PERMINTAAN 1: Tolong tulis ulang persis bagian surat di bawah, mulai dari kata-kata yang memuat "Aku selalu menyangka" dan berhenti setelah "hidup sampai sekarang.".

***** BAGIAN TEKS

Surat Untukmu; Dari Aku Yang Tak Pandai Berbicara Di Depanmu


Hai kamu,

Ketika seharian sudah menghabiskan waktu bersamamu, banyak sekali yang hendak aku tulis. Tentang hal-hal yang urung terucap, perasaan yang lamat-lamat semakin aneh dimengerti, dan perhatian serta kehangatanmu yang menjadi-jadi. Lalu tiba-tiba semua diksi yang sudah aku rangkai sepanjang jalan setelah mengantarmu pulang hingga kos itu bubar. Ya, ia bubar begitu saja, berantakan dan carut marut. Hal itu dikarenakan bahwa tulisan ini hendak ditujukan pada namamu. Lantas aku bersangka pada diri sendiri bahwa tulisan ini tidak mungkin akan kamu baca. Setidaknya hal itu berhasil membuatku berkonsentrasi hingga menyelesaikan tulisan ini.

Kadang aku memang terlampau lemah, konyol dan bodoh. Aku memang mendadak menjadi bodoh, lemah dan konyol ketika berhadapan denganmu. Ketika kamu sepakat untuk menghabiskan waktu berdua denganku, tiba-tiba otakku mengecil, daya kreatifitasku menurun drastis. Sehingga ketika kamu bertanya “kita mau pergi kemana?” hanya gelengan kepalaku yang menjawab atau “terserah kamu mau kemana” yang meluncur dari bibir yang otaknya sedang kacau-kacaunya. Tapi bolehkan kita menjadi lemah dan tak berdaya di hadapan orang yang kita cintai?

Kamu tahu penyanyi Tulus? Awalnya aku mengira itu hanya nama jualan saja, agar laku keras dan tentu saja tidak tulus. Namun setelah mengenalmu, aku mengerti bahwa tulus memang memiliki makna yang dalam. Seperti perasaanku padamu; tulus. Setidaknya aku mengira ia tulus.  Jika perasaanku tidak tulus, mengapa ia begitu menyenangkan, nyata dan asyik dirasakan. Saat-saat kita sedang berbicara berdua, saat kita berbalas pesan, ketika bersama atau saat kita memangkas jarak perjalanan dengan obrolan-obrolan di atas motor.

Aku selalu menyangka itu perasaan pribadiku saja. Sedangkan kamu tidak. Ya, mungkin aku memang terlalu naif, melankolis dan terlampau sentimentil. Tapi apa salahnya berusaha percaya pada sebuah harapan? Meskipun kita sama-sama tahu bahwa ia berkali-kali mengecewakan. Namun kekecewaan yang lahir dari sebuah harapan adalah yang menjadikanku masih bisa hidup sampai sekarang.

**********

PERMINTAAN 2: Hitung berapa baris dalam entri di bawah yang memuat kata "arch", dengan huruf besar dan kecil dibedakan. Berikan angkanya saja.

***** ENTRI YANG TERSEDIA

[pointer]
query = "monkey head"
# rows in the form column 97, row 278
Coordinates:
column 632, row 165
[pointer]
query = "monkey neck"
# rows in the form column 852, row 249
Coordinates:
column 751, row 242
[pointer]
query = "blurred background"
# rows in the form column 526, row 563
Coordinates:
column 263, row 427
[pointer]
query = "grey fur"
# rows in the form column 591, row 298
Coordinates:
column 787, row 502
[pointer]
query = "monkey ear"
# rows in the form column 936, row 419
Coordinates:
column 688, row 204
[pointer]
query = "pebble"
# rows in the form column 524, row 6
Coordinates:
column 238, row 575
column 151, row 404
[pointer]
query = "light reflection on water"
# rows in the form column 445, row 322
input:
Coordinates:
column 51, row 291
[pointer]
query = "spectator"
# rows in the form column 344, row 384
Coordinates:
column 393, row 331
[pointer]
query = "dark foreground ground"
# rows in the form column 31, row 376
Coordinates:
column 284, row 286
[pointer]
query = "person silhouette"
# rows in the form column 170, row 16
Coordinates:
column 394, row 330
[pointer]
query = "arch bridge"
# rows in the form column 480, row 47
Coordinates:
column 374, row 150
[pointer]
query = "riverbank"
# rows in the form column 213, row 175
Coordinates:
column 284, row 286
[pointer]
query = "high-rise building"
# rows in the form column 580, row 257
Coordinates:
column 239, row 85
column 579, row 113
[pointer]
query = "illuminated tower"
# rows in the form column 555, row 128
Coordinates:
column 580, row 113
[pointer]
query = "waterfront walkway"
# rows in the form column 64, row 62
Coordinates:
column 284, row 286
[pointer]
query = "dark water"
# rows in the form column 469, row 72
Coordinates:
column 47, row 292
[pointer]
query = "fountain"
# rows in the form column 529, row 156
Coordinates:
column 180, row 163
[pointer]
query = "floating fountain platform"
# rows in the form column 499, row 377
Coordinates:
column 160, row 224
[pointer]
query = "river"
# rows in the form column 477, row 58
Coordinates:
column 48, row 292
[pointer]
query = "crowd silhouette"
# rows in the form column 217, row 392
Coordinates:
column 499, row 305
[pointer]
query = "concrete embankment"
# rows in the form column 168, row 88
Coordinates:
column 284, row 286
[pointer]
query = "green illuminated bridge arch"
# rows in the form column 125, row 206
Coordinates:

**********

HASIL 1:
Aku selalu menyangka itu perasaan pribadiku saja. Sedangkan kamu tidak. Ya, mungkin aku memang terlalu naif, melankolis dan terlampau sentimentil. Tapi apa salahnya berusaha percaya pada sebuah harapan? Meskipun kita sama-sama tahu bahwa ia berkali-kali mengecewakan. Namun kekecewaan yang lahir dari sebuah harapan adalah yang menjadikanku masih bisa hidup sampai sekarang.

HASIL 2: 2